------ Task inputs ------

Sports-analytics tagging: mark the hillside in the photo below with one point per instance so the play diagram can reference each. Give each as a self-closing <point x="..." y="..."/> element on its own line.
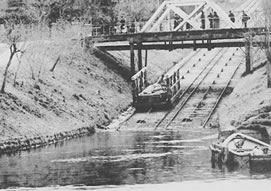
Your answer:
<point x="82" y="91"/>
<point x="249" y="104"/>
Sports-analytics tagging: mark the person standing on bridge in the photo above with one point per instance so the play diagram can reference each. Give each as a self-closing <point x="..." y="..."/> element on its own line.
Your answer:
<point x="232" y="17"/>
<point x="245" y="18"/>
<point x="216" y="20"/>
<point x="211" y="20"/>
<point x="122" y="25"/>
<point x="202" y="19"/>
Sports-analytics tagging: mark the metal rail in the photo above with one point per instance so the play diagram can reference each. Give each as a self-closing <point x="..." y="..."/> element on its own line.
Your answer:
<point x="220" y="97"/>
<point x="194" y="90"/>
<point x="187" y="89"/>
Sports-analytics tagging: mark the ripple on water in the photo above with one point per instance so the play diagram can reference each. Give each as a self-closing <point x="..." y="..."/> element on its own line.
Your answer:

------

What is asked: Starting from the line containing "Sports-analytics tagging: mark the person" and ending with the final line of the data, reproduce each line exactly as it appears, including no other lines.

Reply:
Sports-analytics tagging: mark the person standing on bridge in the photo above with one point per instance so the play diagram can reference each. Give each as a self-closing <point x="..." y="..."/> element on its own line.
Your answer:
<point x="232" y="17"/>
<point x="245" y="18"/>
<point x="216" y="20"/>
<point x="211" y="20"/>
<point x="122" y="25"/>
<point x="202" y="19"/>
Sports-analytics tagging: mark the metal rail in the photo above with one point per instance so the play diagram can reference each. Give each as a self-closing <point x="..." y="..."/> element on its own line.
Your answer:
<point x="220" y="97"/>
<point x="194" y="90"/>
<point x="187" y="89"/>
Sports-analytics tagging: mark the ripple on water in the photo above with one point per instance so the play diagram can reference each. Give each as a self-closing <point x="..." y="..."/> element on its own line.
Your answer:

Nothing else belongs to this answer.